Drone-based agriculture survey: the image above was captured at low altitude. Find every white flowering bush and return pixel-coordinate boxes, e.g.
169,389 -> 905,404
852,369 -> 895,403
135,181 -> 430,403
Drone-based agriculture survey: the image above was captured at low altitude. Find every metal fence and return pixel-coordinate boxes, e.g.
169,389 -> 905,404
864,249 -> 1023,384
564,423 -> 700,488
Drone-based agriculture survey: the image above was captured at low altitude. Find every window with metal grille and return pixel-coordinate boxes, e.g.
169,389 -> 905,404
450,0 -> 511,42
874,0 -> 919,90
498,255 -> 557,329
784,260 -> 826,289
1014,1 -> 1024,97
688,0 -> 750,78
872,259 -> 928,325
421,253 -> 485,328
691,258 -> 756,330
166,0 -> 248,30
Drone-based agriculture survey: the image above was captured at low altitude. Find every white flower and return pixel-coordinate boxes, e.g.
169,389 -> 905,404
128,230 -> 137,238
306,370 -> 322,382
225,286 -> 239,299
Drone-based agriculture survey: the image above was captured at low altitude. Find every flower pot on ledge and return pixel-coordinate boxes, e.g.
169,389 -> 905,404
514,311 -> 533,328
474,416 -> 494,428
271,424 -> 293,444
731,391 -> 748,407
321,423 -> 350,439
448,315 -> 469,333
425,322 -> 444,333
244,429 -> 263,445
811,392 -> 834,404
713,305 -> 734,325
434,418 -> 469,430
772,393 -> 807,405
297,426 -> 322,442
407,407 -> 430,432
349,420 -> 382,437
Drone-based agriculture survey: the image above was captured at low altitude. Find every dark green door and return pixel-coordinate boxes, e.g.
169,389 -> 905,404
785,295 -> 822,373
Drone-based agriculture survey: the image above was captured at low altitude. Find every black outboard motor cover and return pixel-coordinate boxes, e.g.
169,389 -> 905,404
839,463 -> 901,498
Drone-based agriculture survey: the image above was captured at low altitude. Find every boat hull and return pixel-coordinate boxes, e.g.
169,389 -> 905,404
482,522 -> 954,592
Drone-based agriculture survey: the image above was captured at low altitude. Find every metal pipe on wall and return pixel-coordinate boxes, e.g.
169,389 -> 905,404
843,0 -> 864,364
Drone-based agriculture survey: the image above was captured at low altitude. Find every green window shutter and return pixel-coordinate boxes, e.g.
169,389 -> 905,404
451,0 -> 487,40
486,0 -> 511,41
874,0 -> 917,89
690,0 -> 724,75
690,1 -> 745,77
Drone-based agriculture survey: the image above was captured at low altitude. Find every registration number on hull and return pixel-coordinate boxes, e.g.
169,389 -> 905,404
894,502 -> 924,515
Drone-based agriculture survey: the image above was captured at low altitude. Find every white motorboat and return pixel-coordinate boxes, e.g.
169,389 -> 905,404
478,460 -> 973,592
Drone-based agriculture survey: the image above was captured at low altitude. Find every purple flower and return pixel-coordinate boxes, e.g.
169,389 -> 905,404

* Task requirements *
All lines above are to be transcribed exactly.

* Solution to this exercise *
Drone-based agriculture survey: the image above was captured at low altitude. Find every white flowering bush and return pixel-coordinate boxes, e.g.
169,389 -> 905,404
852,369 -> 895,403
135,181 -> 430,403
Drone-based agriculture survey: the image above was captured at low altitude. Find every metal fence and return pixel-coordinate boxes, e.g.
169,389 -> 905,404
864,249 -> 1023,384
564,423 -> 700,488
Drone-based agriculture survey: the image above was captured at low altitude. Find every window with metal grille and return pixel-coordinate boxes, e.g.
169,389 -> 905,404
450,0 -> 511,42
874,0 -> 919,90
498,255 -> 557,329
784,260 -> 826,289
1014,1 -> 1024,97
688,0 -> 750,78
872,259 -> 928,325
421,253 -> 485,328
691,258 -> 756,330
166,0 -> 248,30
Drone-based agriculture survey: the image above was captured at low altitude. Find every white flower and return pixel-coordinate boxes, e.g.
169,389 -> 905,404
128,230 -> 137,238
306,370 -> 322,382
225,286 -> 239,299
Drone-based agriculture survey: the image above was captured at low altitude. Find every flower pot on ledge and return pixel-coordinate boxes, e.g.
169,389 -> 905,404
514,311 -> 533,328
474,416 -> 494,428
271,424 -> 293,444
731,391 -> 748,407
321,423 -> 350,439
448,315 -> 469,333
425,322 -> 444,333
244,429 -> 263,445
811,392 -> 834,404
713,305 -> 734,325
434,418 -> 469,430
772,393 -> 807,405
297,426 -> 322,442
407,407 -> 430,432
349,420 -> 382,437
Drone-based agriculture survey: the image above was captured at low altitude. Find every dark green door and return pixel-coordinate boxes, e.g.
169,389 -> 905,404
785,295 -> 822,373
Drone-based agriculture survey: the image above was captured at low altitude. Find every black outboard motor cover and return pixel-coordinate boxes, e.g.
169,389 -> 905,404
839,463 -> 901,498
Drone-based agriculture survey: the image above was captured at low altitude. Find every boat hull and return pixel-coordinate boxes, e.g.
169,389 -> 905,404
482,522 -> 954,592
Drone-based agriculture survey: the image above was captured at low altitude. Find every metal pipe on wall and return pixel-coordinate boxes, e.g.
169,389 -> 905,404
843,0 -> 864,364
Drone-based agriculture survey: the image above was captured at low altitude. Find every green window shutter and return pixel-coordinate boxes, e.g.
169,389 -> 905,404
451,0 -> 487,40
486,0 -> 511,41
874,0 -> 917,89
690,0 -> 724,75
690,1 -> 745,77
Drone-based agriculture survey: the image above was captured at low altitude. Find every registration number on hull and return pixel-coordinate boxes, e.g.
169,389 -> 905,404
894,502 -> 924,515
Drone-based agriculture survey: the image above was captured at low altitude. Find every white motorboat and return pixel-coordinate boxes, e.g.
169,389 -> 905,404
478,460 -> 973,592
Drone-based agriculture survey: the image above was captured at low altitude. Find every purple flower and return pixel-coordinate boxes, e.g.
169,389 -> 905,404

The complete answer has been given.